[Dataset records]

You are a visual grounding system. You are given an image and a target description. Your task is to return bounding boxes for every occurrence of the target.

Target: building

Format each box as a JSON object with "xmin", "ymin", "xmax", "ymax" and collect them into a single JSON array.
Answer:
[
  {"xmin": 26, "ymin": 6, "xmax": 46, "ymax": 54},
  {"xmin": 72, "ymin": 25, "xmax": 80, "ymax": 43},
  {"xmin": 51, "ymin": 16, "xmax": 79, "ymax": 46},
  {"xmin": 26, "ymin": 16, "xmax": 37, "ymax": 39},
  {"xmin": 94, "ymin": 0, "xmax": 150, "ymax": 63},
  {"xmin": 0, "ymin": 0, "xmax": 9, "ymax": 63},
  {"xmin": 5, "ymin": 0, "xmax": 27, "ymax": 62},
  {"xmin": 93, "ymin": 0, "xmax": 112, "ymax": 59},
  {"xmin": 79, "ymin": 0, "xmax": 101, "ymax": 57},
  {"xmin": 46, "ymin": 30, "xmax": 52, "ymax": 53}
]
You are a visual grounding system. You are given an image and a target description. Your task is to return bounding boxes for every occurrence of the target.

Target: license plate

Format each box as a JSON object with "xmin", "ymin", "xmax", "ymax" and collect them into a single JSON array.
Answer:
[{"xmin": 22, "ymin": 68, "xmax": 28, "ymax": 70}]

◆ Problem
Reproduce every entry, word for word.

◆ Answer to this exercise
You are a visual grounding system. You are given an image and a target description. Your task is to return bounding boxes for every occurrence of the target.

Target: building

Format each box as a JSON object with "xmin", "ymin", "xmax", "ymax" and collect them into a single JSON array.
Answer:
[
  {"xmin": 26, "ymin": 6, "xmax": 46, "ymax": 54},
  {"xmin": 72, "ymin": 25, "xmax": 80, "ymax": 43},
  {"xmin": 51, "ymin": 16, "xmax": 79, "ymax": 46},
  {"xmin": 26, "ymin": 16, "xmax": 37, "ymax": 39},
  {"xmin": 94, "ymin": 0, "xmax": 150, "ymax": 63},
  {"xmin": 0, "ymin": 0, "xmax": 9, "ymax": 63},
  {"xmin": 5, "ymin": 0, "xmax": 27, "ymax": 62},
  {"xmin": 93, "ymin": 0, "xmax": 112, "ymax": 59},
  {"xmin": 79, "ymin": 0, "xmax": 101, "ymax": 57},
  {"xmin": 46, "ymin": 30, "xmax": 52, "ymax": 53}
]
You are a visual grounding system. You are given an image and a target description. Your task is to return bounding boxes for every occurrence of the target.

Target: license plate

Format each box as a JSON object with "xmin", "ymin", "xmax", "ymax" and collect them into a single JSON array.
Answer:
[{"xmin": 22, "ymin": 68, "xmax": 28, "ymax": 70}]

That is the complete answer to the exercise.